YOUR OBJECTIVE. For this exercise, retype all the data exactly and exclude every image.

»»

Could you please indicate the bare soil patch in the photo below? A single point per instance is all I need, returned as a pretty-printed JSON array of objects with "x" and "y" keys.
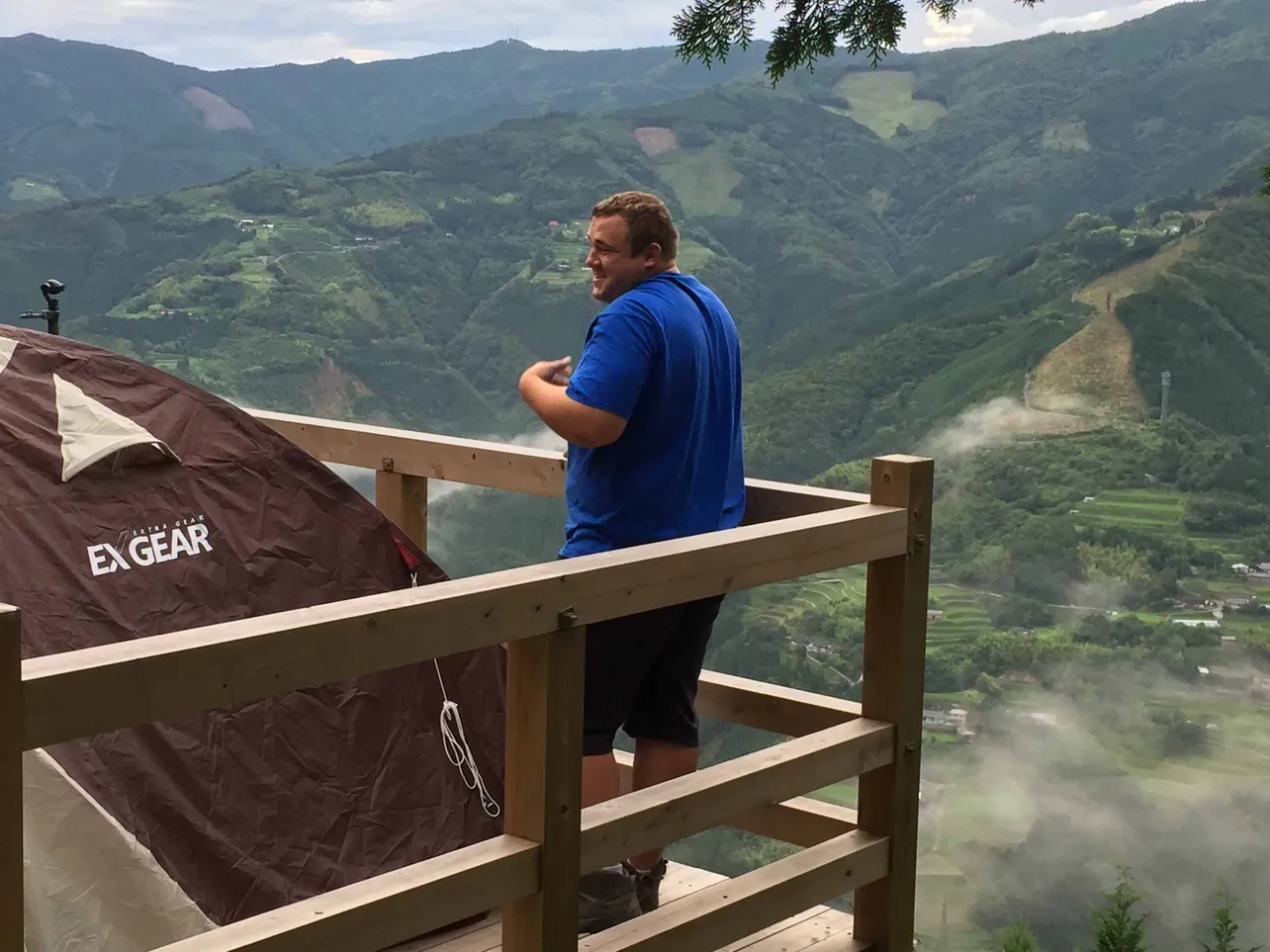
[
  {"x": 218, "y": 112},
  {"x": 656, "y": 139}
]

««

RESPONSE BOX.
Could you please indicate the bare soil patch in the photo below? A single point per instance is all I need, returned as a pretty-printed JSON array of objects with "x" and "y" keys.
[
  {"x": 218, "y": 112},
  {"x": 656, "y": 139}
]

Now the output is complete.